■ The exercise ■
Rewrite the entries below, replacing "rings combine even-odd" with "rings combine nonzero" wherever it occurs and keeping everything else the same. Leave the pictures out of your version.

* begin Data to process *

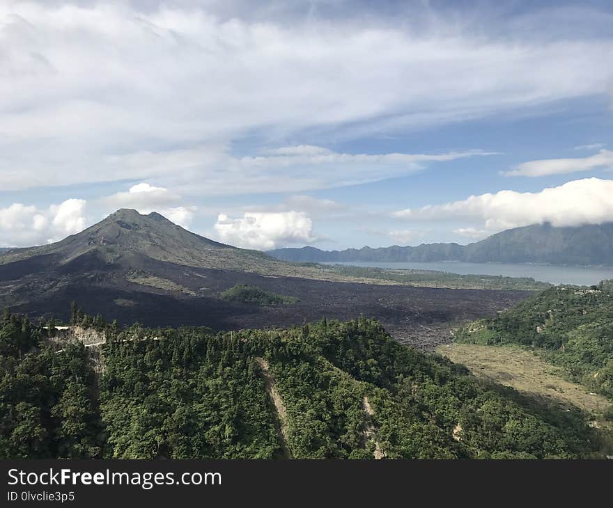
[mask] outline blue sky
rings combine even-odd
[[[269,249],[613,221],[607,1],[0,6],[0,246],[119,207]]]

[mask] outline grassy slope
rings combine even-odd
[[[596,416],[611,404],[606,397],[590,394],[583,386],[564,379],[561,367],[516,346],[455,343],[440,346],[437,352],[466,365],[478,376],[564,406],[576,406]]]

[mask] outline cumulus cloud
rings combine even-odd
[[[300,192],[371,181],[380,167],[398,175],[429,159],[277,152],[322,157],[306,161],[321,170],[309,177],[296,159],[283,172],[282,159],[226,147],[254,132],[267,145],[481,118],[605,95],[613,79],[603,38],[496,38],[430,11],[416,30],[410,17],[252,21],[240,15],[253,2],[226,2],[223,16],[207,10],[220,2],[163,3],[0,3],[0,187],[155,178],[231,193],[238,177],[247,191]]]
[[[554,226],[600,224],[613,221],[613,180],[573,180],[540,192],[500,191],[399,210],[393,216],[412,221],[478,220],[488,232],[544,222]]]
[[[565,175],[569,173],[589,171],[599,168],[613,168],[613,151],[601,150],[587,157],[569,159],[543,159],[529,161],[505,173],[507,176],[538,177],[548,175]]]
[[[118,192],[101,201],[109,212],[119,208],[134,208],[141,214],[157,212],[183,228],[189,228],[197,209],[194,206],[180,205],[183,199],[178,194],[146,182],[133,185],[127,192]]]
[[[245,248],[267,251],[288,244],[315,241],[313,223],[302,212],[249,212],[231,218],[220,214],[215,225],[219,239]]]
[[[86,227],[86,202],[68,199],[46,209],[13,203],[0,208],[0,246],[23,247],[62,239]]]

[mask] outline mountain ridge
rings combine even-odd
[[[279,248],[267,253],[285,261],[543,263],[613,266],[613,223],[554,227],[549,223],[506,230],[479,241],[322,251]]]

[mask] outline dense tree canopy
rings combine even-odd
[[[10,313],[0,321],[0,457],[605,453],[579,410],[486,386],[364,318],[226,333],[119,329],[76,308],[73,320],[106,344],[51,341],[52,329]]]

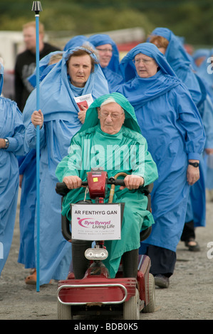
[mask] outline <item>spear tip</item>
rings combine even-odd
[[[35,11],[36,14],[39,13],[39,11],[42,11],[42,7],[40,1],[33,1],[32,11]]]

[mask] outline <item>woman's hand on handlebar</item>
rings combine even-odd
[[[68,189],[77,189],[81,186],[81,179],[77,176],[65,176],[63,179]]]
[[[128,188],[130,190],[133,189],[138,189],[139,187],[144,184],[144,179],[137,175],[127,175],[124,179],[125,187],[120,187],[120,190]]]

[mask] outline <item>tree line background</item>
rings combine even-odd
[[[71,36],[166,27],[194,45],[212,44],[212,0],[41,0],[46,31]],[[0,31],[22,30],[34,19],[33,1],[1,0]]]

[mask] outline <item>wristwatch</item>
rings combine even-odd
[[[199,162],[189,162],[189,165],[192,165],[193,167],[199,167]]]
[[[7,138],[4,138],[4,141],[5,141],[5,146],[4,147],[4,149],[6,150],[6,149],[9,148],[9,140],[8,140]]]

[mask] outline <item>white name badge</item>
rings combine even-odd
[[[72,204],[72,239],[120,239],[120,204]]]

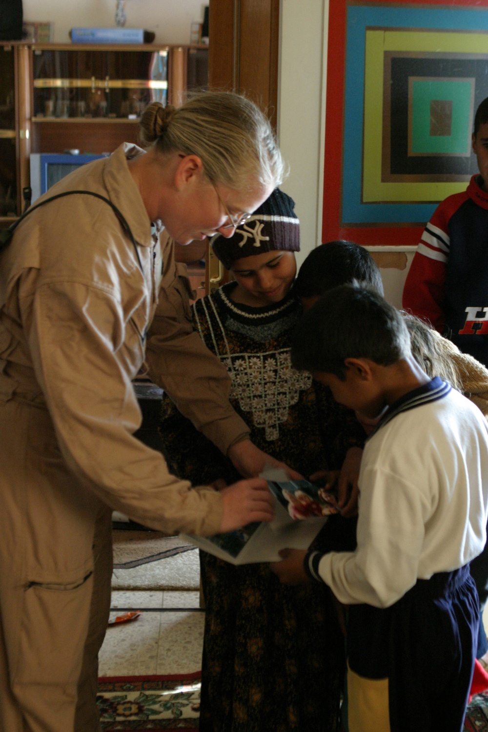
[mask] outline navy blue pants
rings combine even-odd
[[[461,732],[478,630],[469,567],[434,575],[390,608],[350,606],[349,668],[388,679],[391,732]]]

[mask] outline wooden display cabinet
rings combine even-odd
[[[208,86],[204,46],[0,44],[0,226],[22,210],[29,155],[137,143],[152,101]]]
[[[0,223],[4,226],[15,220],[20,206],[16,70],[16,49],[0,47]]]

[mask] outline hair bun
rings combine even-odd
[[[161,137],[165,130],[168,130],[173,115],[176,111],[176,108],[168,104],[165,107],[158,105],[154,115],[154,136]]]

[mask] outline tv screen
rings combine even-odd
[[[72,173],[80,165],[105,155],[67,155],[56,153],[36,152],[31,154],[31,203],[59,181]]]

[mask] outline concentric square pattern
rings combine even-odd
[[[347,26],[342,223],[423,223],[477,172],[488,10],[351,4]]]

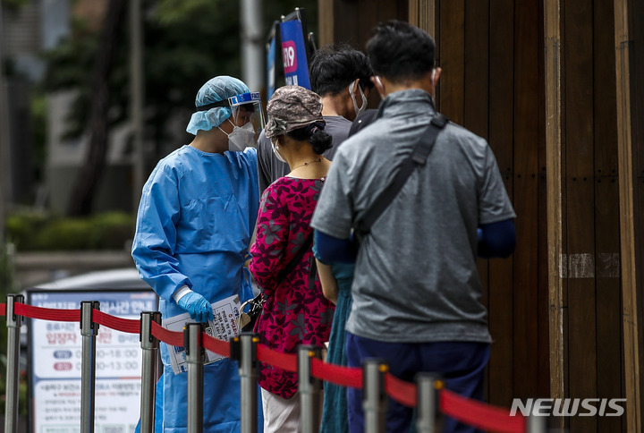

* end Data to process *

■ Exercise response ■
[mask] outline blue sky
rings combine nonzero
[[[269,249],[613,221],[607,1],[0,6],[0,246],[119,207]]]

[mask] outline grassy slope
rings combine nonzero
[[[596,416],[611,404],[606,397],[590,394],[583,386],[564,379],[561,367],[516,346],[455,343],[440,346],[437,352],[466,365],[478,376],[564,406],[576,406]]]

[mask] outline cumulus cloud
rings combine nonzero
[[[300,192],[371,181],[380,167],[398,175],[429,159],[277,152],[322,157],[306,161],[321,170],[309,177],[296,159],[283,172],[282,159],[226,147],[254,132],[267,145],[481,118],[605,95],[613,79],[603,38],[496,38],[430,11],[416,30],[410,17],[252,21],[240,15],[253,2],[226,2],[223,16],[207,10],[220,2],[163,3],[0,3],[0,187],[155,178],[231,193],[238,177],[247,191]]]
[[[554,226],[600,224],[613,221],[613,180],[573,180],[540,192],[500,191],[399,210],[393,216],[412,221],[478,220],[488,232],[544,222]]]
[[[565,175],[569,173],[589,171],[599,168],[613,168],[613,151],[601,150],[587,157],[569,159],[543,159],[529,161],[505,173],[507,176],[538,177],[548,175]]]
[[[118,192],[101,201],[109,212],[119,208],[134,208],[141,214],[157,212],[183,228],[189,228],[197,209],[194,206],[180,205],[183,199],[178,194],[146,182],[133,185],[127,192]]]
[[[245,248],[267,251],[288,244],[315,241],[313,223],[302,212],[249,212],[231,218],[220,214],[215,225],[219,239]]]
[[[86,227],[86,202],[68,199],[46,209],[13,203],[0,208],[0,246],[23,247],[62,239]]]

[mask] outline mountain ridge
rings combine nonzero
[[[279,248],[267,253],[285,261],[543,263],[613,266],[613,223],[554,227],[549,223],[506,230],[479,241],[322,251]]]

[mask] outline dense tree canopy
rings combine nonzero
[[[10,313],[0,321],[0,457],[605,453],[579,410],[486,386],[364,318],[226,333],[119,329],[76,308],[73,320],[106,344],[51,341],[52,329]]]

[mask] outline <item>spear tip</item>
rings combine nonzero
[[[35,11],[36,14],[39,13],[39,11],[42,11],[42,7],[40,1],[33,1],[32,11]]]

[mask] outline <item>woman's hand on handlebar</item>
rings combine nonzero
[[[68,189],[77,189],[81,186],[81,179],[77,176],[65,176],[63,179]]]
[[[128,188],[130,190],[133,189],[138,189],[139,187],[144,184],[144,179],[137,175],[127,175],[124,179],[125,187],[120,187],[120,190]]]

[mask] outline <item>tree line background</item>
rings combine nonzero
[[[71,36],[166,27],[194,45],[212,44],[212,0],[41,0],[46,31]],[[0,31],[22,30],[34,19],[33,1],[1,0]]]

[mask] outline <item>wristwatch</item>
rings combine nonzero
[[[199,162],[189,162],[189,165],[192,165],[193,167],[199,167]]]
[[[7,138],[4,138],[4,141],[5,141],[5,146],[4,147],[4,149],[6,150],[6,149],[9,148],[9,140],[8,140]]]

[mask] outline <item>white name badge</item>
rings combine nonzero
[[[72,204],[72,239],[120,239],[120,204]]]

[mask] outline navy blue pants
rings combine nonzero
[[[461,732],[478,630],[469,567],[434,575],[390,608],[350,606],[349,668],[388,679],[391,732]]]

[mask] outline wooden display cabinet
rings combine nonzero
[[[208,86],[204,46],[0,44],[0,226],[22,210],[29,155],[137,143],[152,101]]]
[[[0,223],[4,226],[15,220],[20,206],[16,70],[16,49],[0,47]]]

[mask] outline hair bun
rings combine nonzero
[[[161,137],[165,130],[168,130],[173,115],[176,111],[176,108],[168,104],[165,107],[158,105],[154,115],[154,136]]]

[mask] outline tv screen
rings combine nonzero
[[[72,173],[80,165],[105,155],[67,155],[56,153],[36,152],[31,154],[31,203],[59,181]]]

[mask] outline concentric square pattern
rings combine nonzero
[[[347,26],[342,223],[423,223],[477,172],[488,10],[351,4]]]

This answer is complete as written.